Your assignment:
Before you return the entries below, strip out the pictures and keep all else exact.

Image-grounded pointing data:
=====
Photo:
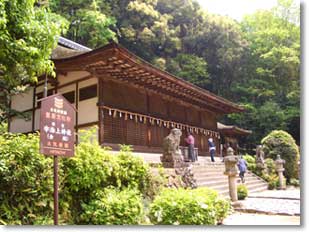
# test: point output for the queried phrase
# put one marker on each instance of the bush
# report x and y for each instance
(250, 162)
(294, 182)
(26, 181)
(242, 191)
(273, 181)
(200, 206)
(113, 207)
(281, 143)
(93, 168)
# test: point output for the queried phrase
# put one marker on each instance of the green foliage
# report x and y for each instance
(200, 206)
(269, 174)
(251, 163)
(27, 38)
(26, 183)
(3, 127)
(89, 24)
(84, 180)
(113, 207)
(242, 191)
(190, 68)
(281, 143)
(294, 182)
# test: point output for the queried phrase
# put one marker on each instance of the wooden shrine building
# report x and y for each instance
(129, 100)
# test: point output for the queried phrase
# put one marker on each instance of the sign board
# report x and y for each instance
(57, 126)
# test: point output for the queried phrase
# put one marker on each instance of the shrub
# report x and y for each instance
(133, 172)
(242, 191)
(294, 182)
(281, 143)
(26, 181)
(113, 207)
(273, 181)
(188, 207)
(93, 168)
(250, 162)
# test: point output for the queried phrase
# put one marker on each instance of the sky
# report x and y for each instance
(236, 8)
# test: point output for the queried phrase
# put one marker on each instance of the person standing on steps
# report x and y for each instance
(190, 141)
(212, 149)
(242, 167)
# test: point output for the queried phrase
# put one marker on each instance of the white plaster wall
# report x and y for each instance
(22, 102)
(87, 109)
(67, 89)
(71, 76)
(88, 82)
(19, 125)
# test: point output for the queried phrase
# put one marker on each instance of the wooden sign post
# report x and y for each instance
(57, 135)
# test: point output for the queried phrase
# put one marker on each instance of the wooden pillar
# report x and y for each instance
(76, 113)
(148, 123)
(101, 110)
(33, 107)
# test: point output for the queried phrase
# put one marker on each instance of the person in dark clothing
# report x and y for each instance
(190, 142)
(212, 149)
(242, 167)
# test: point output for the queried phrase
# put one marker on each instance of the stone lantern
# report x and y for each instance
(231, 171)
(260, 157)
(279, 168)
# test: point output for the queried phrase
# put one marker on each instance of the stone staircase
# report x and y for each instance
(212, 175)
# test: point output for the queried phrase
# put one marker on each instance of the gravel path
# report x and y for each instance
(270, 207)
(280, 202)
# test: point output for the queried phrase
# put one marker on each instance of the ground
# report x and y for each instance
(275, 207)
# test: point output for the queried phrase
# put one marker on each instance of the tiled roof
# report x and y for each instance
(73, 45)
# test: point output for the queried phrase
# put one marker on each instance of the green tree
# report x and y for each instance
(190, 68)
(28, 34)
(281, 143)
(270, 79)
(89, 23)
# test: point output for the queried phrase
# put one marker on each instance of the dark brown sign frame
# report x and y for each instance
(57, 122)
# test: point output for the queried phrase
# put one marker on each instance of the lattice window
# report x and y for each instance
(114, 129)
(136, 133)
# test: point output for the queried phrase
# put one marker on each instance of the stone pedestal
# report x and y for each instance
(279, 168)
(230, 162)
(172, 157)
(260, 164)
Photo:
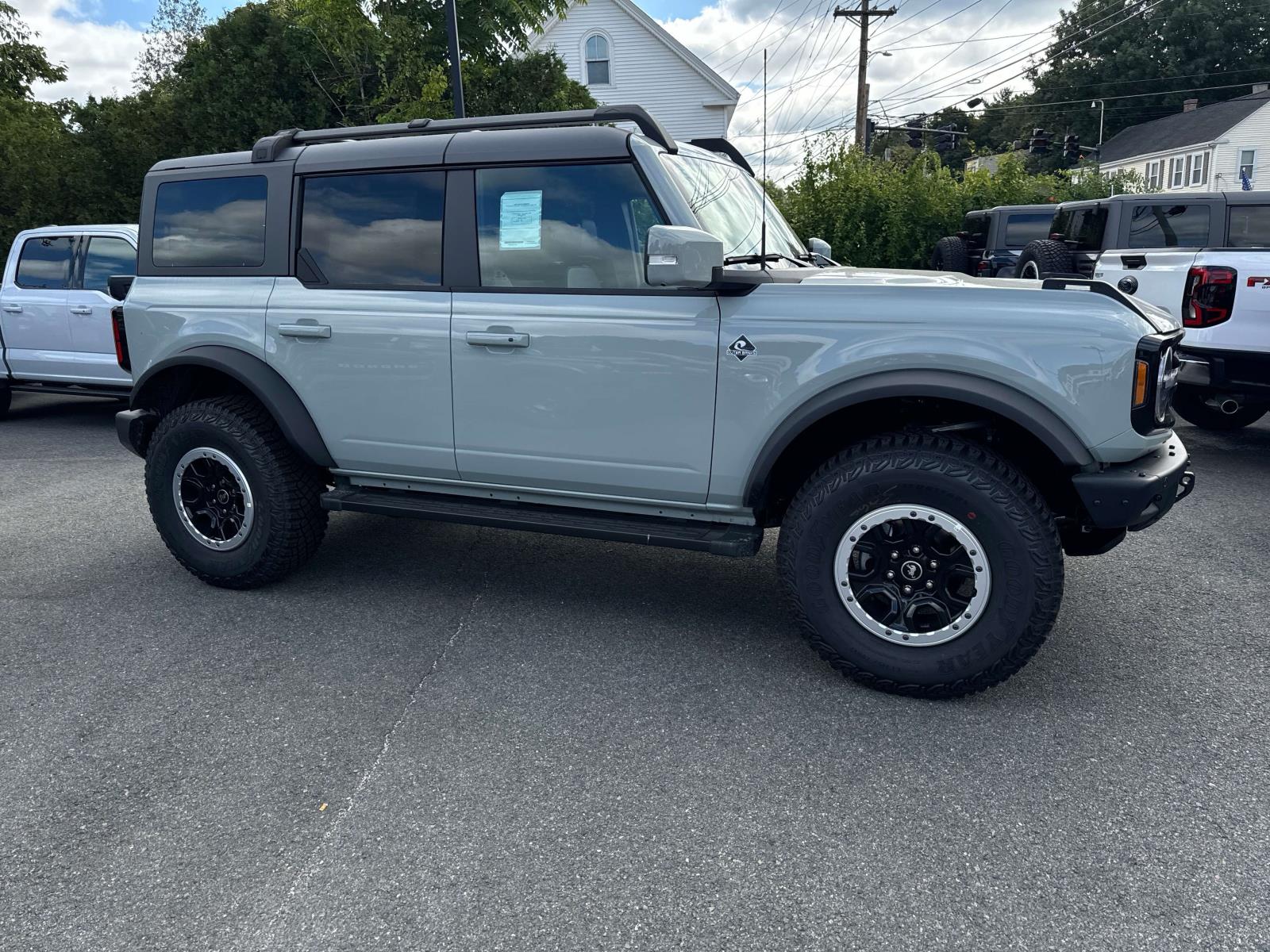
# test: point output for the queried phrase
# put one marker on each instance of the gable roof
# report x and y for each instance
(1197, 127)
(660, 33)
=====
Task solution:
Photo:
# test: point output for the queried phrase
# put one marker on each instance of the bush
# report x and y for each instance
(250, 162)
(294, 182)
(26, 181)
(242, 191)
(273, 181)
(200, 206)
(113, 207)
(281, 143)
(93, 168)
# test: point output for the queried phrase
# put one marker on each instance of the green foliage
# report x and y for each instance
(200, 206)
(269, 174)
(251, 163)
(27, 38)
(26, 183)
(3, 127)
(89, 24)
(84, 180)
(113, 207)
(242, 191)
(190, 68)
(281, 143)
(294, 182)
# test: point output for the queried phrase
# put one marker on each instance of the wooden shrine building
# report x and y for each instance
(129, 100)
# test: point output for the queried phrase
# put one marker on each instance of the sign board
# report x and y for each instance
(57, 126)
# test: point output for the queried phrase
# put one marker on each instance of the shrub
# report x and y for each instance
(133, 172)
(242, 191)
(294, 182)
(281, 143)
(26, 181)
(113, 207)
(273, 181)
(188, 207)
(93, 168)
(250, 162)
# test: point output for the queried phrase
# put one marker on each instance of the sky
# report x and y for each instance
(236, 8)
# test: point output for the queried phrase
# put one marker on each instance of the person standing on steps
# report x and y for each instance
(190, 141)
(212, 149)
(242, 167)
# test: point output for the queried phrase
# put one marker on each instance of the white plaster wall
# report x and y for each instance
(22, 102)
(87, 109)
(67, 89)
(71, 76)
(88, 82)
(19, 125)
# test: point output for the queried phrase
# put one marker on each instance of the wooden sign post
# report x and y for each instance
(57, 135)
# test: point output for the queried phrase
# put one marker on each instance of the wooden pillar
# report x and y for each instance
(76, 113)
(148, 123)
(101, 110)
(33, 107)
# test: point output for the queried phrase
# put one marker on each instance of the person in dark clothing
# report x and y for each instance
(190, 142)
(212, 149)
(242, 167)
# test: point output for the queried phrase
# put one marker on each instance of the stone lantern
# report x and y for each instance
(231, 171)
(260, 157)
(279, 168)
# test: point output for the queried phrase
# put one marker on each instance of the stone staircase
# report x and y for each instance
(212, 175)
# test: point output for the queried phrase
# put one marker on each instance of the gravel path
# report x and y for each instance
(270, 207)
(280, 202)
# test: point output for the queried phrase
# put one marker on each instance of the ground
# report x and y for each instance
(275, 207)
# test: point output for the queried phrase
# put one marker on each instance of the tiled roof
# report x and y for each instance
(73, 45)
# test: point output for the queried phrase
# put one marker on each instance of the green tree
# report x and y for each instance
(190, 68)
(28, 34)
(281, 143)
(270, 79)
(89, 23)
# test: point output for the queried phrase
# put one marker on each instance of the dark brown sign frame
# report x and y for each instance
(57, 122)
# test: point output for the queried phrase
# put one marker on each instance of the lattice window
# report x and y for each instance
(114, 129)
(136, 133)
# test: point output for the queried phrase
# put one marker on each instance of the stone pedestal
# report x and y for each instance
(279, 168)
(230, 162)
(172, 157)
(260, 164)
Photo:
# test: point output for the queried phrase
# put one marker on each instance of the gable roof
# report x and y for each instance
(1197, 127)
(660, 33)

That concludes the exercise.